The war in Ukraine was brought home on April 7 when three students with direct ties to the besieged country presented an “Ask Me Anything” session with members of the George Mason University community. The 90-minute event took place with an audience of about 30 at Van Metre Hall at Mason Square (formerly the Arlington Campus).

Solomiya Shpak, one of the panelists and current postdoctoral fellow at the Schar School of Policy and Government at Mason, was in Kyiv as Russia started bombing Ukrainian cities early on the morning of February 24. Shpak, eight months pregnant at the time the war began, told the audience how she and her family escaped Kyiv to western Ukraine by car.

Facing continued peril in Lviv, the family took the arduous 22-hour drive to the Romanian border. Her husband, however, was not permitted to leave the country and remained behind while the rest of the family continued to Hungary.

“Thankfully, we reached Budapest safely and stayed there for another week where friends from Hungarian Academy of Sciences organized a place to stay for us,” she said. “In Budapest, we decided that the best decision for us would be to go to Washington, D.C., where I can have huge support network.”

That network included Schar School faculty, fellow students, and other Ukranians, as well as former colleagues of her husband’s from the National Endowment for Democracy. Administrators at the Schar School offered a postdoctoral fellowship upon her return.

Mariana Verbovska, a Fulbright fellow at Mason’s Department of Communication, came to the university in November 2021 with her husband and 3-year-old son; the rest of her family, including her mother and father, remained in Ukraine to face the eventual Russian onslaught.

“My parents live in a region that has a border with Belarus, so they are not safe,” she said. “My friends are in Lviv and Kyiv, and it's heartbreaking to read the news and get messages from them.”

- _WORK INSTRUCTIONS_:
- a) From the article about the Ukrainian students' session at Mason, list every city named in the paragraphs on Solomiya Shpak's escape.
- b) Does each statement agree with the article about the Ukrainian students' session? Answer yes or no for each and quote the words that decide it.
(i) About 30 people attended the event.
(ii) Shpak's husband went on to Hungary with the rest of the family.
(iii) Verbovska arrived at the university in November 2021.
- c) Resume the article about the Ukrainian students' session from where it stops.
The items that follow have no connection to this article.

- _DATA_:
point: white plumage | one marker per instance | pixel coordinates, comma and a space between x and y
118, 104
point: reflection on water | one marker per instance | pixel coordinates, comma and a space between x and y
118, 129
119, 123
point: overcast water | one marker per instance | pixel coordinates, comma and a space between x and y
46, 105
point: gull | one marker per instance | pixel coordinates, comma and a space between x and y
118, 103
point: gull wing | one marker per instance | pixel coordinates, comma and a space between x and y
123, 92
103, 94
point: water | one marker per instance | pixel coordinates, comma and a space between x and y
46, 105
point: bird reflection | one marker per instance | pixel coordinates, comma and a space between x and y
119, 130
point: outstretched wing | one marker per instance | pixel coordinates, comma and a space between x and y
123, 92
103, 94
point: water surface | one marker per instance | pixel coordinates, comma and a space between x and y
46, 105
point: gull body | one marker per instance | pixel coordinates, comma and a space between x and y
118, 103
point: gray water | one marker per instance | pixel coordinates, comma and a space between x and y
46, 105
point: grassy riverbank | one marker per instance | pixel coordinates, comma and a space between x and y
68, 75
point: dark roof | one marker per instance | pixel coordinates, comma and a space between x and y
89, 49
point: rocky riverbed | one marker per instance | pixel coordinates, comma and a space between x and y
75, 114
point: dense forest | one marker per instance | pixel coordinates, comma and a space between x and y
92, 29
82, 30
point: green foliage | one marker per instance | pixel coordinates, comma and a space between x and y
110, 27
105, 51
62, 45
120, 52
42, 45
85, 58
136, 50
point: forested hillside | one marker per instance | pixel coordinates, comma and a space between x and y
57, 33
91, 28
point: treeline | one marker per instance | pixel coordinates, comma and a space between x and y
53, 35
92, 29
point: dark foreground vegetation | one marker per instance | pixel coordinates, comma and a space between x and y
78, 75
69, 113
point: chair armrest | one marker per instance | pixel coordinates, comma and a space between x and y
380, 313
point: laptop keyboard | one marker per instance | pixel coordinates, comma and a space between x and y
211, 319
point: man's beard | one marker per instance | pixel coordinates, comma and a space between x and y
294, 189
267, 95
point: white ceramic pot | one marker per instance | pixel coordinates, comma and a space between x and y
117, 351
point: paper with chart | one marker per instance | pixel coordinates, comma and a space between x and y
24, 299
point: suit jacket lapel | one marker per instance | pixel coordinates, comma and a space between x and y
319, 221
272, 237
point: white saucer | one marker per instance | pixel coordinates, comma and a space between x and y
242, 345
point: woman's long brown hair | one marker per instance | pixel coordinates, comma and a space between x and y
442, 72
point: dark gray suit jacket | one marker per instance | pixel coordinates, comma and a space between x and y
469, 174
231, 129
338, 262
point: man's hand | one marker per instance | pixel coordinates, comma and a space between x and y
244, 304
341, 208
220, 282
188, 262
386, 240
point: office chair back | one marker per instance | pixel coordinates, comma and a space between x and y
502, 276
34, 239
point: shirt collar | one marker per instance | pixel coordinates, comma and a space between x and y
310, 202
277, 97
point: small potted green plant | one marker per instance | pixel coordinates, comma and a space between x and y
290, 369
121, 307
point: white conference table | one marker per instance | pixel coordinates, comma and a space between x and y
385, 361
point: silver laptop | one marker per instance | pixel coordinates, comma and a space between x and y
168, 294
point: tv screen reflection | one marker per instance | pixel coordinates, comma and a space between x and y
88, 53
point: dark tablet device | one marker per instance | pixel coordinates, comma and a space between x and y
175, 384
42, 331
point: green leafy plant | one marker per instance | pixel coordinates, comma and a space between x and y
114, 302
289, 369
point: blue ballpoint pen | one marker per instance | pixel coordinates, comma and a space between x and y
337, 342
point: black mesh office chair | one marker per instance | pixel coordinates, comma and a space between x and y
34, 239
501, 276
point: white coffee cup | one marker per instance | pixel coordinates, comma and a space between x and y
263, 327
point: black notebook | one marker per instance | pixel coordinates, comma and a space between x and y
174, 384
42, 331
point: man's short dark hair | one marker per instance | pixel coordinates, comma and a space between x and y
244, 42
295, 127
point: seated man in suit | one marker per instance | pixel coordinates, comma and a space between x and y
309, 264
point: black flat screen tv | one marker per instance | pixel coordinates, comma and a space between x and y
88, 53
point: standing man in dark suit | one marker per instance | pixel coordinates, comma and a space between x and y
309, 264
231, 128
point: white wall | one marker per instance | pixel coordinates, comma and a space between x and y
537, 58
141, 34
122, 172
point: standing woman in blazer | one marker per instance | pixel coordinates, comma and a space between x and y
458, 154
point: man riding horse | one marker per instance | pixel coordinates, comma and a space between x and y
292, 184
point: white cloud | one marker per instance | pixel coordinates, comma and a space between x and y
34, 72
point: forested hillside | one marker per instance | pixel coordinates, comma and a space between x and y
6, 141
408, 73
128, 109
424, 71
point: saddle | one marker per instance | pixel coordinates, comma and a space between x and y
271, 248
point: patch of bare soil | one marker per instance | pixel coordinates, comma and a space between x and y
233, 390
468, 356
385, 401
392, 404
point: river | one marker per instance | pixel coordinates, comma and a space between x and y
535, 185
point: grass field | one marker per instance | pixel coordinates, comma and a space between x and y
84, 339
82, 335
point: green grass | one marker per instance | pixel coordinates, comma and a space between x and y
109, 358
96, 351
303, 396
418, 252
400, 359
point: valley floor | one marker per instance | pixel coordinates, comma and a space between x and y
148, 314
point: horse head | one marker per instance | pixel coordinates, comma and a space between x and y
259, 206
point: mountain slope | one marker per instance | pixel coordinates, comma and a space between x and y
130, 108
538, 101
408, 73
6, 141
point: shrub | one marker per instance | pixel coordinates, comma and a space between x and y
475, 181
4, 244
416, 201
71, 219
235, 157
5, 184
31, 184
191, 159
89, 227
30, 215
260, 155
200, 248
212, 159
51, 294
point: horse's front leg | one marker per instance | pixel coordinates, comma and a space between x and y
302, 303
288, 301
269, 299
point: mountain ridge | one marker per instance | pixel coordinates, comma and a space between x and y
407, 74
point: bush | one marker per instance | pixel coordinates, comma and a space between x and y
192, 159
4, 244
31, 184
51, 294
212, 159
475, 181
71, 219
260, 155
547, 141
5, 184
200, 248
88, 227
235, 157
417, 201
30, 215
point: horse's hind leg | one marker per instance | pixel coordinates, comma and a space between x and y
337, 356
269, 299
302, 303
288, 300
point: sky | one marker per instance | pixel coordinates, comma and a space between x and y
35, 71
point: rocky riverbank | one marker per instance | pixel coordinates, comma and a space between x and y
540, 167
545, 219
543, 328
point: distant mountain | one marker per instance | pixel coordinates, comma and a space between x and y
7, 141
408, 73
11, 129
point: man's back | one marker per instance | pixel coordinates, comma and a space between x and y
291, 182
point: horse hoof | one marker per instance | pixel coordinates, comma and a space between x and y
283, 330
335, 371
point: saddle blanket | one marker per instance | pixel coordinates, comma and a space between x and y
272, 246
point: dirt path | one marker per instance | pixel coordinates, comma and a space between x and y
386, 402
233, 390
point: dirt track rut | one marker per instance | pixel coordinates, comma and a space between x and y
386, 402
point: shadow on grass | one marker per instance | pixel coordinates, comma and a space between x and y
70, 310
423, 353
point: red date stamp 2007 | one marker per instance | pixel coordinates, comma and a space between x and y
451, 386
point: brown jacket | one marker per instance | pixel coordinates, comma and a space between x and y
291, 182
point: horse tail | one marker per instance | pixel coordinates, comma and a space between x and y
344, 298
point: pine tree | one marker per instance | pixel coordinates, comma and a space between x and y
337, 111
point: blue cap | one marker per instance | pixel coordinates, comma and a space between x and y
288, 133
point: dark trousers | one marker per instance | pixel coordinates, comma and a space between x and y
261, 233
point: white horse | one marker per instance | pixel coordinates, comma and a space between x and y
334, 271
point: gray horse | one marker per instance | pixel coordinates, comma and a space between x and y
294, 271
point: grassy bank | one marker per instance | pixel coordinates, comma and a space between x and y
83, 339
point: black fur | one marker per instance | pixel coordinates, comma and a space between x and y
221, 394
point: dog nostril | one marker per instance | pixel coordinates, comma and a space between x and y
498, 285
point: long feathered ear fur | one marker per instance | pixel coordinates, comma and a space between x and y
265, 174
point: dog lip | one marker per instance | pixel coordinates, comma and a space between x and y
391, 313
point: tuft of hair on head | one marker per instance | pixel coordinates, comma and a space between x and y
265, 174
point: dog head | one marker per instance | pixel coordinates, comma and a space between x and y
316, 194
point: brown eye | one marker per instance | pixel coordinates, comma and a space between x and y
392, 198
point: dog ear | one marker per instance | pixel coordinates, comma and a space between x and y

- _ANSWER SET_:
- a) Kyiv, Lviv, Budapest, Washington, D.C.

- b)
(i) Yes: "with an audience of about 30"
(ii) No: "Her husband, however, was not permitted to leave the country and remained behind"
(iii) Yes: "came to the university in November 2021"

- c)
Mariia Panga, a PhD student at the Schar School, shared how she found out about the war from her new home in Arlington, Virginia, near Mason Square.

“It was around 11 p.m.,” she told the Mason audience. “I was watching the live broadcast of the UN Security Council. There the permanent representative for Ukraine told the Council that Putin declared war on Ukraine. I started panicking. I looked at my phone and I saw posts on Facebook that Kyiv, Kharkiv, and Odesa were being bombed. I will never forget this moment.”

One of the participants asked a question about the current safety of the panelists’ families and friends. The panelists were unequivocal and in unanimous agreement: “Nobody is safe in Ukraine,” they said.

They also verified news reports that Russia is targeting residential buildings, hospitals, and bomb shelters.

Other questions from the audience touched on how those in the U.S. can assist Ukraine (donate to reliable humanitarian organizations, contract Congressional representatives), how the war might end, and why Vladimir Putin is obsessed with Ukraine.

Panga also announced an online petition for the Mason community.

In the end, the panelists offered they only thing they could be sure of: hope.

“But we are resilient,” Verbovska declared. “I firmly believe that love and truth will win, and that this is a historic turning point.”